*KUTIPAN TEKS:*
* * * * *

Wednesday, July 15, 2015

Idul Fitri (Belum Tentu) Adalah Hari Kemenangan

pic from here

Sister ingat ga, dulu waktu masih kecil motivasinya puasa apa siiih?
Ih, prima kepo banget siiih – ini apa siiih – hahahahaha.

Biar ga serius-serius banget gitu lho maksudnya, apalagi buat sister yang insyaAllah hari raya kamis, pasti mulai sekarang sudah ribet bin rempong. Dari mulai bersihin rumah sampai nyetrika baju dan mukenah.

So, balik ke pertanyaan saya. Gimana, udah inget? Rata-rata pasti jawabnya, “supaya dapet salam tempel waktu lebaran!” Bahkan, konon ada yang jumlah hari puasanya berbanding lurus dengan jumlah uang jajannya lho. Jadi, semakin banyak puasanya, semakin banyak pula uang yang didapat. Kalau di keluarga saya sih, yang lebih berpengaruh adalah umur. Sampai kuliah, semakin tua artinya semakin banyak uangnya. Adil dan proporsional sesuai kebutuhan #halah

Kalau kita kembali ke masa-masa kecil itu, kayaknya puasa kita 'mudah' sekali ya, sister. Niatnya 'lurus' dan 'tulus'. Eh, ternyata ketika kita bertumbuh dewasa, saat kita mulai mengenal arti puasa sesungguhnya, niat puasa yang 'bersih' tersebut perlahan-lahan luntur. Tergantikan oleh keinginan pahala yang berlimpah, dan penghapusan dosa. Yang mana yang lebih dominan? Tergantung kepedean kita; kalau kita ngerasa baik, kita ngerasa pantas mendapatkan pahala puasa. Sementara sebagian dari kita menjadikan Ramadhan bulan ratapan: menangisi dosa-dosa kita yang segunung itu - yang meski kita berharap bisa memutarbalikkan waktu dan menghapus perbuatan buruk itu, tetap saja kita lakukan lagi dan lagi.....

Prima mau ngomong apa sih sebenarnya?

Ups, maaf ya ngelantur..

Jadi gini, ketika kita masih kecil, kita selalu mengharap-harap datangnya bulan Ramadhan dan hari raya Idul Fitri karena ada yang dikejar; meski 'hanya' berupa uang jajan. Tetapi sekarang, adakah kita mengharap-harap datangnya bulan Ramadhan dengan penuh suka cita? Apakah kita benar-benar bersemangat mengisi setiap harinya dengan tadarus, tarawih, dan sedekah – karena mengharap rahmat dan ampunan-Nya?

Bagi yang menjawab 'iya', bersyukurlah. Sebaliknya, sebagian dari kita, mungkin sebagian besar, sewajarnya merasakan surutnya misi ibadah Ramadhan karena Ramadhan kan 'begitu-begitu saja'.

* * * * *

*DATA HASIL EKSTRAKSI:*
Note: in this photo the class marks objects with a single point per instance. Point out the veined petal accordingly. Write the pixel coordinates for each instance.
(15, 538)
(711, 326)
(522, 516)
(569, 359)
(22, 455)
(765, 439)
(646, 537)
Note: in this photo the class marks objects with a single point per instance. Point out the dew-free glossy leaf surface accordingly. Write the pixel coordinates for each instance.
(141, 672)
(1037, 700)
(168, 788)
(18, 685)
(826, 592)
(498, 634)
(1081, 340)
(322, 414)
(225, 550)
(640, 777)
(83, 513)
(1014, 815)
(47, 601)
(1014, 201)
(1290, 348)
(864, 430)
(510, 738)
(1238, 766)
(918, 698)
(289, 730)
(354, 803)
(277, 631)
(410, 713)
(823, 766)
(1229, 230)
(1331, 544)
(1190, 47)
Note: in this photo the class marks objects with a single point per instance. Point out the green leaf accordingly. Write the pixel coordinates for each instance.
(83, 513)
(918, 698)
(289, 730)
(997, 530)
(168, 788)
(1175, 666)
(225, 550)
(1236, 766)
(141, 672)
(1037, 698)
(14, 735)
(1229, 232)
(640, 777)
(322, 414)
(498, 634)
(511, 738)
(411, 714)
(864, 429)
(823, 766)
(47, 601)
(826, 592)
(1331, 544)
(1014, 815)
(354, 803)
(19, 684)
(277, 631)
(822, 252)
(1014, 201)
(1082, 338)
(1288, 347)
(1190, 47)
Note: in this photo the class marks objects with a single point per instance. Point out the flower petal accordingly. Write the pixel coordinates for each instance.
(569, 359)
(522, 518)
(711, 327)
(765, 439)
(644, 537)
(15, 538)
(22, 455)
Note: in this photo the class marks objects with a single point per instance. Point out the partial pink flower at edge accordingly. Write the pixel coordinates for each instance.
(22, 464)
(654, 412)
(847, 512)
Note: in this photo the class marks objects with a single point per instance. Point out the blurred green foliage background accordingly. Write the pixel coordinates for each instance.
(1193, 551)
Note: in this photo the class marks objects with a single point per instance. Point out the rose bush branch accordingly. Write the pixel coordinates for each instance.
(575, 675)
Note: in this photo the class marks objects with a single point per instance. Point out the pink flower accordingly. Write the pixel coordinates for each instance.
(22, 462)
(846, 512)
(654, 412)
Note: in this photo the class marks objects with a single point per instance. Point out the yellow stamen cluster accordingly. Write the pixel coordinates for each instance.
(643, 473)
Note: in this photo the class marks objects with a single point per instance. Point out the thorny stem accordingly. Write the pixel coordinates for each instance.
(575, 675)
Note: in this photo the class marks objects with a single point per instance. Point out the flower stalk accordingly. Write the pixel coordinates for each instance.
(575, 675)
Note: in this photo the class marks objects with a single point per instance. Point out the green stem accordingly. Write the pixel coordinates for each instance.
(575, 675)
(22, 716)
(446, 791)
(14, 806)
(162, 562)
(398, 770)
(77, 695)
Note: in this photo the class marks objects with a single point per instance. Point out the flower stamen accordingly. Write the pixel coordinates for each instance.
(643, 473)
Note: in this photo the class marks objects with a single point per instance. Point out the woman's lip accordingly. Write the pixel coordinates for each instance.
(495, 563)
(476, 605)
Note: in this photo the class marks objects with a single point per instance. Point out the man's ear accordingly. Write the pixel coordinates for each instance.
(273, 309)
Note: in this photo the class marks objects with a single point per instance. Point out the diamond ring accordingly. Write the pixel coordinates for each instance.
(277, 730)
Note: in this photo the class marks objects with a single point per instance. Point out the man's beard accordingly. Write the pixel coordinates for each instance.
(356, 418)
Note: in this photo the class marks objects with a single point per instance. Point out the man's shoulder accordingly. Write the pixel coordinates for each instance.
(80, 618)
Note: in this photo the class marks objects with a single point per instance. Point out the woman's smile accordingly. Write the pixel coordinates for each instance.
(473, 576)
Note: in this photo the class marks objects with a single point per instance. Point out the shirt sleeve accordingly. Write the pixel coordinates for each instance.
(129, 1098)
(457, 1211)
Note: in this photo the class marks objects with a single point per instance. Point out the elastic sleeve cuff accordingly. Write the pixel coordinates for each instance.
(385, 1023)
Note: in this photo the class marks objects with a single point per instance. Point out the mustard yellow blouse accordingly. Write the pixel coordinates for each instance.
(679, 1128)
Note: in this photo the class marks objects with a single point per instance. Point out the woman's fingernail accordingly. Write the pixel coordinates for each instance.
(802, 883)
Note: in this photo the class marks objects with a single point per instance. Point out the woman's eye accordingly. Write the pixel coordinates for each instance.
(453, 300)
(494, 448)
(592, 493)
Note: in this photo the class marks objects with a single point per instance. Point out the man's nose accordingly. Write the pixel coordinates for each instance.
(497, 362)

* * * * *

*KETENTUAN TUGAS:*
[a] Sebutkan semua amalan yang disebut dalam tulisan tentang Idul Fitri itu sebagai pengisi hari-hari Ramadhan.
[b] Dalam tulisan tentang Idul Fitri, apa yang paling berpengaruh pada besarnya uang lebaran di keluarga penulis?
[c] Teruskan tulisan tentang Idul Fitri itu mulai dari sesudah kalimat terakhirnya.

*JAWABAN TIAP TUGAS:*
[a] Tadarus, tarawih, dan sedekah.

[b] Umur: sampai kuliah, semakin tua, semakin banyak uangnya.

[c]
Makanya, setelah melalui proses pembelajaran dan usaha-usaha kreatif dalam melewati Ramadhan selama beberapa tahun terakhir, tahun ini saya merasakan suatu kesedihan karena Ramadhan akan segera berakhir.

Kesedihan yang saya rasa baru-baru ini saja saya alami, yaitu: saya takut ibadah 20-an hari kemarin belum sempurna. Boro-boro dosa diampuni dan pahala dilimpahi, jangan-jangan amal kita aja belum diterima.

Kekhawatiran ini bukan tanpa alasan, sister. Secara kita ini manusia biasa, puasa tentu masih 'dihiasi' dengan dusta, ghibah, pelitnya berinfak; bahkan dipenuhi dengan hal-hal yang kurang bermanfaat seperti pacaran, tidur seharian, dan lain-lain. Duh, malu sama puasanya anak-anak yang lebih 'lurus' dan 'tulus'; yang tujuan puasanya supaya dapat salam tempel. Lah kita yang sudah dewasa, udah puasanya 'begitu doang', mintanya surga. Busyeeet.

That's why, meski Hari Raya Idul Fitri identik dengan kata-kata kemenangan, buat saya hari ini justru adalah awal dari pembuktian. Bahwa shalat-shalat sunnah, tadarus satu juz per hari, sedekah setiap saat, dan rutin menyambangi masjid - tidak malah berhenti pada hari-hari sesudah ini. Sebelas bulan kedepan adalah bulan-bulan yang lebih berat, dimana kita akan menghadapi begitu banyak tantangan untuk menunjukkan ketakwaan kita. Minimal, apakah sebulan puasa Ramadhan mampu mengubah kita menjadi pribadi yang lebih baik, lebih dekat dengan Allah.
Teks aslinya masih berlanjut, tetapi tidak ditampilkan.